• [Provided records]:
--

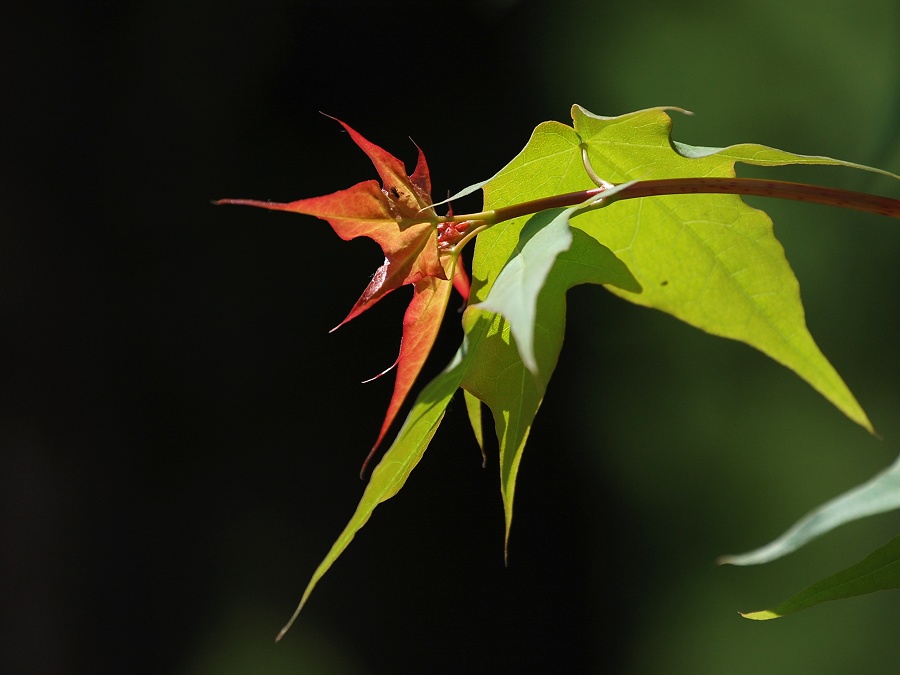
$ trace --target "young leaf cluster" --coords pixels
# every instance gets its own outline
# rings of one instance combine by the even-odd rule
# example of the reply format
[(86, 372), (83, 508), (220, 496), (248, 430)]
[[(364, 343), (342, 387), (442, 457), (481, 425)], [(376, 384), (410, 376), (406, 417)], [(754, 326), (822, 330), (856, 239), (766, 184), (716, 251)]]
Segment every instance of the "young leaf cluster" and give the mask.
[[(421, 150), (413, 173), (407, 175), (398, 159), (343, 123), (374, 163), (380, 185), (366, 181), (285, 204), (218, 202), (312, 215), (327, 220), (344, 239), (367, 236), (378, 242), (384, 264), (342, 324), (392, 290), (413, 286), (394, 393), (370, 458), (430, 352), (450, 287), (455, 285), (468, 301), (459, 350), (416, 398), (373, 470), (356, 512), (313, 574), (279, 638), (374, 509), (404, 485), (458, 389), (482, 450), (482, 404), (493, 419), (508, 544), (516, 477), (562, 348), (566, 292), (575, 285), (602, 285), (624, 300), (744, 342), (793, 370), (848, 418), (872, 431), (862, 407), (806, 327), (799, 284), (771, 220), (740, 195), (814, 201), (895, 217), (900, 216), (900, 202), (818, 186), (739, 179), (735, 164), (824, 164), (898, 177), (756, 144), (689, 146), (671, 138), (667, 110), (601, 117), (574, 106), (571, 125), (540, 124), (500, 172), (460, 193), (483, 190), (484, 209), (475, 214), (437, 214)], [(470, 289), (459, 252), (473, 238)], [(841, 522), (896, 508), (897, 475), (894, 469), (874, 479), (874, 486), (826, 505), (761, 552), (723, 562), (765, 562)], [(900, 555), (897, 546), (889, 545), (878, 555), (879, 579), (884, 581), (876, 586), (894, 587), (900, 580), (900, 565), (892, 566)], [(816, 588), (815, 598), (842, 597), (847, 588), (856, 588), (844, 581), (837, 591), (834, 585)], [(795, 603), (810, 604), (807, 596)], [(770, 618), (785, 612), (780, 608), (749, 616)]]

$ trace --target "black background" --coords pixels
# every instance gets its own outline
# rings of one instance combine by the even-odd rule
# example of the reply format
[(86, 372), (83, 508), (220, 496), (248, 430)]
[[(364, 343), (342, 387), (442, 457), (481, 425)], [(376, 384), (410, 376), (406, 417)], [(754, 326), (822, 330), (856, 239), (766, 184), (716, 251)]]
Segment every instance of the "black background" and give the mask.
[[(896, 11), (871, 4), (887, 12), (873, 19), (889, 24), (879, 39), (896, 38)], [(817, 672), (831, 672), (842, 659), (856, 663), (860, 652), (880, 663), (865, 640), (877, 641), (871, 626), (889, 625), (886, 617), (896, 625), (890, 603), (876, 600), (878, 618), (863, 622), (871, 638), (852, 633), (830, 647), (840, 656), (823, 655), (816, 642), (821, 619), (798, 618), (780, 634), (766, 626), (762, 634), (734, 612), (780, 600), (853, 562), (886, 530), (870, 532), (847, 557), (782, 577), (740, 577), (710, 561), (774, 536), (885, 465), (894, 446), (873, 450), (805, 385), (755, 353), (711, 346), (696, 331), (595, 289), (572, 294), (572, 315), (578, 308), (583, 315), (529, 441), (510, 566), (502, 559), (496, 459), (481, 468), (457, 401), (401, 495), (378, 510), (292, 632), (272, 644), (361, 494), (355, 476), (391, 382), (358, 382), (393, 360), (407, 297), (398, 292), (329, 335), (380, 263), (377, 246), (343, 242), (310, 218), (210, 205), (221, 197), (286, 201), (374, 177), (319, 111), (410, 164), (414, 139), (428, 156), (437, 198), (490, 176), (537, 123), (566, 120), (576, 101), (608, 115), (684, 105), (711, 117), (708, 126), (685, 122), (688, 142), (758, 140), (898, 170), (891, 111), (900, 79), (883, 56), (896, 56), (890, 46), (872, 50), (882, 56), (870, 70), (881, 75), (860, 75), (872, 99), (861, 103), (869, 99), (851, 87), (856, 82), (846, 91), (833, 90), (825, 75), (809, 83), (803, 68), (827, 71), (839, 59), (808, 61), (808, 35), (797, 35), (796, 53), (778, 51), (772, 36), (779, 21), (790, 32), (785, 17), (748, 21), (746, 38), (728, 37), (723, 21), (724, 37), (716, 39), (734, 48), (733, 67), (692, 73), (690, 59), (713, 64), (716, 46), (708, 54), (670, 50), (674, 23), (668, 31), (648, 26), (645, 33), (658, 37), (631, 49), (616, 27), (633, 26), (636, 16), (610, 18), (584, 2), (565, 12), (551, 6), (32, 3), (5, 22), (4, 672), (659, 672), (660, 664), (717, 672), (772, 658), (789, 665), (785, 654), (807, 665), (822, 659)], [(641, 7), (647, 14), (632, 8), (635, 15), (671, 11)], [(684, 14), (678, 20), (699, 22), (694, 42), (713, 40), (701, 30), (713, 20), (708, 12)], [(761, 26), (771, 34), (752, 32)], [(566, 37), (565, 30), (584, 32)], [(841, 30), (853, 37), (854, 26)], [(768, 52), (759, 47), (767, 41)], [(854, 44), (833, 49), (856, 53)], [(744, 53), (747, 45), (756, 49)], [(591, 62), (603, 49), (607, 57)], [(767, 53), (774, 64), (765, 63)], [(754, 80), (747, 63), (773, 79)], [(803, 90), (807, 118), (772, 84), (774, 71), (795, 63), (794, 86), (799, 80), (813, 92)], [(642, 68), (659, 79), (636, 81)], [(735, 82), (746, 91), (724, 89)], [(683, 98), (670, 97), (673, 87)], [(856, 143), (821, 133), (835, 122), (829, 126), (816, 106), (845, 99), (849, 107), (834, 116), (859, 130)], [(747, 108), (746, 119), (732, 117), (729, 106)], [(784, 113), (776, 114), (780, 106)], [(780, 126), (765, 126), (766, 111)], [(853, 180), (844, 185), (861, 189)], [(885, 192), (887, 185), (862, 188)], [(891, 297), (894, 224), (853, 220), (869, 228), (852, 242), (867, 251), (865, 262), (854, 262), (842, 257), (846, 230), (828, 229), (830, 212), (813, 213), (824, 228), (817, 245), (825, 248), (795, 249), (798, 270), (825, 284), (813, 292), (812, 327), (824, 333), (839, 370), (853, 374), (848, 381), (862, 390), (863, 404), (882, 412), (873, 418), (889, 437), (898, 394), (892, 303), (872, 295), (860, 303), (846, 283), (817, 270), (838, 261), (855, 288)], [(863, 276), (870, 268), (880, 272)], [(853, 319), (846, 324), (856, 323), (854, 311), (869, 317), (866, 306), (887, 311), (869, 317), (875, 323), (865, 330), (832, 328), (831, 303)], [(609, 328), (619, 322), (632, 327)], [(452, 324), (426, 377), (455, 350)], [(860, 341), (870, 354), (854, 351)], [(678, 401), (690, 398), (685, 376), (698, 372), (697, 391), (715, 392), (713, 408), (736, 397), (733, 406), (704, 409), (673, 427), (673, 419), (690, 417), (679, 415)], [(788, 398), (765, 408), (758, 399), (768, 394), (741, 398), (738, 378), (750, 391), (758, 385)], [(630, 403), (620, 409), (620, 400)], [(733, 417), (747, 408), (746, 419)], [(775, 410), (799, 417), (759, 432)], [(783, 484), (754, 473), (766, 457), (781, 458), (792, 442), (809, 438), (808, 427), (823, 417), (818, 433), (844, 435), (833, 449), (844, 464), (810, 471), (804, 460), (818, 461), (822, 452), (811, 441), (816, 447), (801, 450), (797, 466), (773, 467), (773, 475), (787, 476)], [(761, 436), (748, 438), (747, 429)], [(784, 445), (772, 448), (773, 439)], [(772, 454), (757, 462), (754, 450), (740, 454), (741, 443)], [(855, 453), (862, 462), (846, 450), (850, 443), (867, 448)], [(731, 446), (737, 465), (697, 450), (684, 461), (700, 463), (679, 482), (670, 457), (722, 445)], [(606, 452), (619, 459), (598, 459)], [(649, 466), (656, 478), (636, 487), (634, 477)], [(807, 492), (819, 479), (822, 487)], [(771, 504), (729, 501), (736, 491), (756, 492), (753, 481), (769, 481), (760, 492), (775, 495)], [(672, 501), (655, 485), (681, 496)], [(717, 512), (723, 503), (729, 506)], [(771, 579), (776, 586), (766, 586)], [(768, 590), (752, 593), (754, 580)], [(709, 621), (727, 624), (728, 640), (707, 642), (699, 628), (679, 633), (679, 621), (700, 627), (707, 620), (662, 612), (674, 606), (693, 616), (696, 596), (673, 599), (684, 588), (721, 596), (696, 602)], [(820, 616), (838, 627), (852, 622), (840, 612)]]

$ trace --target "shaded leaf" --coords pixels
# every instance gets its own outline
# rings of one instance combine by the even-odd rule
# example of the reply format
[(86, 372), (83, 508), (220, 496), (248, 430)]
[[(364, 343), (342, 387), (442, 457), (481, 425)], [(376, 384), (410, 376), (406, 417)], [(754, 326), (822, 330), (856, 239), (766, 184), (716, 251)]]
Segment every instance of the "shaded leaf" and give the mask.
[(766, 563), (797, 550), (844, 523), (897, 508), (900, 508), (900, 457), (871, 480), (807, 514), (774, 541), (754, 551), (722, 556), (717, 562), (722, 565)]
[(766, 621), (809, 609), (829, 600), (843, 600), (897, 588), (900, 588), (900, 537), (895, 537), (865, 560), (813, 584), (772, 609), (742, 612), (741, 616)]

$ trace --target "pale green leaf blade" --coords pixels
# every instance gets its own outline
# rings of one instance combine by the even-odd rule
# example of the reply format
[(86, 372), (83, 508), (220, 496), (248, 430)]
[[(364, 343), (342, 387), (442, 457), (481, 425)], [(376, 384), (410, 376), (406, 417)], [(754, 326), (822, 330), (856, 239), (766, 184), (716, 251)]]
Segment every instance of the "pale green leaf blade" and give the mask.
[(487, 452), (484, 449), (484, 424), (481, 420), (481, 400), (472, 396), (463, 389), (463, 399), (466, 403), (466, 414), (469, 417), (469, 424), (472, 427), (472, 433), (475, 434), (475, 441), (481, 449), (481, 466), (487, 466)]
[[(544, 216), (545, 218), (547, 216)], [(540, 221), (540, 218), (539, 218)], [(524, 364), (510, 324), (485, 313), (490, 327), (472, 350), (462, 386), (491, 409), (500, 445), (500, 491), (506, 539), (512, 525), (516, 478), (534, 417), (556, 367), (565, 333), (566, 291), (577, 284), (614, 284), (640, 290), (621, 260), (583, 232), (573, 231), (569, 250), (558, 255), (537, 299), (534, 353), (537, 375)], [(467, 316), (479, 312), (466, 310)]]
[(829, 600), (843, 600), (876, 591), (900, 588), (900, 537), (837, 574), (822, 579), (790, 600), (758, 612), (741, 613), (755, 621), (777, 619)]
[(537, 297), (556, 256), (572, 244), (569, 216), (575, 210), (553, 209), (531, 217), (488, 297), (474, 305), (509, 321), (522, 361), (534, 375), (538, 374), (534, 355)]
[(807, 514), (774, 541), (754, 551), (722, 556), (717, 562), (723, 565), (767, 563), (844, 523), (897, 508), (900, 508), (900, 457), (871, 480)]
[[(621, 192), (633, 182), (623, 183), (595, 195), (583, 204), (566, 209), (548, 209), (526, 221), (512, 257), (503, 267), (488, 297), (475, 307), (502, 314), (510, 323), (519, 355), (527, 368), (537, 375), (534, 356), (535, 312), (537, 296), (561, 252), (572, 244), (569, 220), (588, 208), (599, 208), (601, 202)], [(633, 281), (629, 275), (626, 283)], [(631, 290), (633, 288), (629, 287)]]
[[(754, 144), (673, 147), (671, 119), (662, 109), (602, 118), (575, 106), (573, 118), (594, 169), (611, 182), (733, 177), (736, 161), (868, 169)], [(589, 184), (582, 178), (566, 187), (576, 190)], [(577, 226), (614, 251), (644, 288), (640, 295), (611, 289), (614, 293), (759, 349), (872, 430), (809, 334), (799, 284), (764, 212), (737, 195), (667, 195), (623, 200), (583, 216)]]

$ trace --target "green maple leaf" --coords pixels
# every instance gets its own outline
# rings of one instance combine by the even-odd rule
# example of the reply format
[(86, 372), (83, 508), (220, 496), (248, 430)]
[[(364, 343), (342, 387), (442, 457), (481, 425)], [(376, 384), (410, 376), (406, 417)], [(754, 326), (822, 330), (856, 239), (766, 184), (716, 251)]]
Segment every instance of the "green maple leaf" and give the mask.
[(381, 177), (380, 186), (377, 181), (369, 180), (330, 195), (288, 203), (252, 199), (222, 199), (215, 203), (315, 216), (328, 221), (342, 239), (368, 237), (381, 246), (384, 264), (375, 271), (344, 320), (332, 330), (359, 316), (391, 291), (405, 285), (413, 286), (413, 297), (403, 316), (400, 353), (391, 367), (397, 368), (394, 392), (378, 438), (363, 463), (362, 470), (365, 471), (431, 352), (451, 286), (455, 285), (466, 297), (468, 281), (457, 264), (457, 256), (443, 251), (440, 245), (440, 232), (434, 222), (436, 214), (431, 202), (431, 177), (422, 150), (419, 149), (412, 175), (407, 175), (399, 159), (366, 140), (349, 125), (337, 121), (372, 160)]
[[(687, 146), (672, 141), (671, 119), (663, 108), (604, 118), (574, 106), (572, 115), (571, 127), (558, 122), (539, 125), (519, 155), (482, 184), (486, 211), (594, 187), (582, 161), (583, 150), (596, 171), (611, 183), (734, 177), (737, 161), (762, 166), (831, 164), (872, 170), (755, 144)], [(581, 241), (602, 244), (633, 275), (635, 283), (631, 286), (607, 283), (613, 293), (759, 349), (795, 371), (850, 419), (872, 431), (862, 408), (807, 330), (799, 284), (764, 212), (734, 194), (688, 194), (623, 200), (607, 208), (570, 215), (572, 228), (588, 235)], [(562, 341), (562, 322), (535, 323), (531, 312), (534, 299), (525, 291), (530, 288), (531, 293), (541, 292), (544, 284), (565, 283), (565, 277), (560, 276), (565, 274), (563, 268), (547, 264), (557, 250), (566, 250), (564, 242), (531, 252), (542, 264), (529, 266), (528, 274), (537, 277), (530, 286), (517, 280), (521, 274), (507, 274), (510, 266), (517, 266), (525, 257), (519, 242), (530, 222), (527, 216), (516, 218), (478, 237), (471, 300), (480, 300), (475, 307), (498, 312), (512, 325), (512, 337), (503, 341), (505, 347), (488, 341), (498, 352), (492, 354), (493, 362), (506, 364), (505, 373), (511, 375), (504, 375), (502, 380), (470, 375), (463, 383), (470, 395), (487, 403), (494, 416), (507, 539), (521, 454), (555, 365), (555, 360), (548, 360), (535, 369), (531, 341)], [(576, 240), (571, 252), (577, 252), (580, 246), (583, 244)], [(501, 286), (502, 292), (496, 293)], [(510, 292), (511, 288), (515, 291)], [(495, 330), (500, 330), (499, 324)], [(523, 334), (524, 340), (516, 337)], [(521, 373), (526, 364), (534, 371), (531, 380)], [(490, 394), (480, 393), (484, 382), (492, 385)], [(475, 407), (468, 405), (467, 409)], [(473, 417), (471, 421), (478, 430), (480, 419)]]

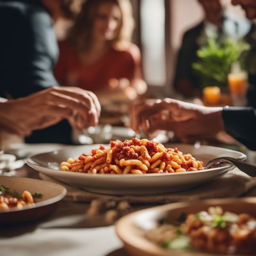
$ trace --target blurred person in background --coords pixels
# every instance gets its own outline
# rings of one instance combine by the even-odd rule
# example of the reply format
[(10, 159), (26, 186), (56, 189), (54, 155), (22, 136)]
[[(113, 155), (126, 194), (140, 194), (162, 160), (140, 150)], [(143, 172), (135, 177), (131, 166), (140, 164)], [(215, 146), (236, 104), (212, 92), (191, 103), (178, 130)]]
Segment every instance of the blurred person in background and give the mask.
[[(232, 0), (248, 19), (256, 19), (255, 0)], [(256, 150), (256, 109), (252, 107), (206, 107), (165, 99), (138, 102), (131, 111), (131, 127), (147, 132), (172, 131), (185, 143), (209, 139), (221, 131)]]
[[(256, 56), (256, 26), (253, 22), (225, 10), (221, 0), (198, 1), (204, 10), (205, 17), (183, 35), (173, 81), (175, 90), (186, 98), (202, 95), (202, 80), (193, 68), (192, 64), (198, 60), (196, 52), (206, 45), (208, 38), (214, 38), (219, 42), (228, 37), (234, 40), (243, 38), (251, 45), (248, 56)], [(255, 62), (247, 58), (245, 65), (250, 69), (249, 81), (253, 83), (256, 78)]]
[[(24, 127), (19, 133), (28, 135), (63, 118), (79, 128), (97, 124), (100, 107), (93, 93), (76, 87), (47, 89), (58, 85), (52, 72), (58, 56), (52, 22), (61, 16), (74, 18), (74, 4), (78, 3), (0, 1), (0, 96), (10, 100), (1, 104), (1, 116), (9, 120), (10, 125), (19, 123), (12, 129), (9, 125), (10, 131), (15, 129), (17, 133), (20, 125)], [(24, 97), (41, 90), (42, 93)], [(76, 119), (70, 117), (73, 111)], [(1, 122), (1, 127), (6, 130), (6, 126)], [(70, 143), (70, 131), (68, 122), (63, 121), (35, 131), (27, 141)]]
[(128, 103), (147, 90), (140, 51), (131, 42), (134, 27), (129, 0), (87, 0), (60, 43), (58, 82), (92, 91), (102, 106), (111, 111), (117, 103), (121, 111), (118, 103)]

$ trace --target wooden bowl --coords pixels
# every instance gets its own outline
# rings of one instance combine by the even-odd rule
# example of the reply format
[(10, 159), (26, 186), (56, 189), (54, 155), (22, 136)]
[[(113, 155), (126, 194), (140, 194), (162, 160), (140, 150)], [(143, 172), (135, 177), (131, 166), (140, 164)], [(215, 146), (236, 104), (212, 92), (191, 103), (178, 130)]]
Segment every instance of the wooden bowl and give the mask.
[(146, 237), (147, 230), (156, 226), (162, 218), (177, 220), (182, 212), (196, 213), (205, 211), (210, 206), (221, 206), (225, 211), (237, 214), (248, 213), (256, 216), (256, 197), (244, 198), (213, 199), (193, 202), (170, 204), (148, 208), (122, 218), (116, 225), (118, 237), (131, 255), (136, 256), (197, 256), (209, 253), (191, 252), (186, 250), (167, 250), (150, 241)]

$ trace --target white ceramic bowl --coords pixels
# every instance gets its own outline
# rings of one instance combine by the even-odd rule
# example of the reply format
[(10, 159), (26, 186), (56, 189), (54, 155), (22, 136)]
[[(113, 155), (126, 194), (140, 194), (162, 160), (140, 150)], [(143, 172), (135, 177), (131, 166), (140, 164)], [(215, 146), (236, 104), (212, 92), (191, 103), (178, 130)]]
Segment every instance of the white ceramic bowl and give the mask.
[[(188, 145), (166, 145), (168, 146), (177, 147), (183, 153), (190, 153), (205, 163), (220, 156), (230, 156), (239, 159), (246, 158), (243, 153), (223, 148), (201, 146), (199, 148), (195, 148)], [(183, 191), (211, 180), (234, 168), (234, 166), (227, 164), (222, 167), (186, 173), (143, 175), (93, 175), (60, 170), (61, 162), (67, 161), (68, 157), (77, 158), (83, 153), (90, 154), (92, 148), (98, 147), (97, 145), (79, 146), (37, 154), (28, 159), (28, 164), (36, 171), (67, 184), (95, 193), (122, 195)]]

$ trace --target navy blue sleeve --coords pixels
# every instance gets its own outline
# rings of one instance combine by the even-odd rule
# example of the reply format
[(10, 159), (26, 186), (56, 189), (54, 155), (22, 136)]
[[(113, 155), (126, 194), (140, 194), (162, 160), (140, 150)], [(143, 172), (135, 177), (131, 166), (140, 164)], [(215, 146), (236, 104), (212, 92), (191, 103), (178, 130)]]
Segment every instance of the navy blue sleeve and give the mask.
[(13, 98), (58, 85), (52, 68), (58, 46), (42, 8), (0, 4), (1, 95)]
[(225, 107), (222, 116), (226, 132), (248, 148), (256, 150), (256, 110)]

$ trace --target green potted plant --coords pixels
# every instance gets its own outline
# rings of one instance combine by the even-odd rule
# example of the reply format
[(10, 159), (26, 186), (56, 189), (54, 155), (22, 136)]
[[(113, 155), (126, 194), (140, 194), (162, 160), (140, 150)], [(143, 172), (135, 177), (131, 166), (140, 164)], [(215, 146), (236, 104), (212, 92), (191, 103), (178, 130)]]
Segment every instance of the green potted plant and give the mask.
[(239, 62), (242, 68), (250, 45), (243, 40), (227, 38), (220, 42), (209, 38), (207, 44), (197, 51), (198, 61), (192, 67), (200, 76), (204, 87), (209, 85), (224, 86), (232, 63)]

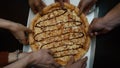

--

• [Your goal]:
Begin at the start of the records and stop after the line that contains "608), (749, 616)]]". Write those lines out again with "young leaf cluster" renamed to "new growth cluster", keep everything else unchanged, and leave out the pictures.

• [Expected answer]:
$ trace --target "new growth cluster" --coords pixels
# every instance gets its own outline
# rings of one instance combine by the even-odd rule
# example of the reply format
[(86, 372), (83, 508), (220, 496), (248, 430)]
[[(364, 343), (342, 387), (442, 457), (481, 425)], [(376, 384), (410, 376), (406, 417)], [(754, 326), (822, 330), (856, 239), (766, 184), (716, 251)]]
Segment every instance of the "new growth cluster" and give the mask.
[[(421, 150), (413, 173), (407, 175), (398, 159), (343, 123), (374, 163), (380, 185), (366, 181), (285, 204), (218, 202), (312, 215), (327, 220), (344, 239), (367, 236), (378, 242), (384, 264), (342, 324), (392, 290), (413, 286), (394, 393), (370, 458), (430, 352), (450, 287), (455, 285), (468, 301), (459, 350), (416, 398), (373, 470), (356, 512), (313, 574), (279, 638), (374, 509), (404, 485), (458, 389), (482, 450), (482, 404), (493, 419), (508, 544), (516, 477), (562, 348), (566, 292), (575, 285), (602, 285), (624, 300), (744, 342), (793, 370), (848, 418), (872, 431), (862, 407), (806, 327), (799, 284), (771, 220), (740, 195), (814, 201), (895, 217), (900, 216), (900, 202), (818, 186), (739, 179), (735, 164), (824, 164), (898, 177), (756, 144), (689, 146), (671, 138), (667, 110), (601, 117), (574, 106), (571, 125), (540, 124), (500, 172), (460, 193), (483, 190), (484, 209), (475, 214), (437, 214)], [(470, 289), (459, 252), (473, 238)], [(841, 522), (896, 508), (897, 475), (894, 469), (874, 479), (874, 486), (826, 505), (761, 552), (723, 562), (765, 562)], [(900, 555), (897, 546), (889, 545), (878, 555), (879, 579), (884, 581), (876, 586), (894, 587), (900, 580), (900, 565), (892, 566)], [(816, 588), (815, 598), (842, 597), (847, 588), (856, 588), (844, 581), (837, 591), (834, 585)], [(795, 603), (810, 604), (807, 596)], [(770, 618), (785, 612), (780, 608), (749, 616)]]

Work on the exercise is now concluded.